- _TASK PROMPT_
Retype all of the data below line for line, keeping every character the same.

- _EXERCISE MATERIAL_
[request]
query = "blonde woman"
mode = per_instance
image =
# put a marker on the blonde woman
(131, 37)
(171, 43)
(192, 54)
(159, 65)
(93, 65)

- _ANSWER TO THIS PROBLEM_
[request]
query = "blonde woman"
mode = per_instance
image =
# put a marker on the blonde woman
(131, 37)
(171, 43)
(192, 54)
(159, 65)
(93, 65)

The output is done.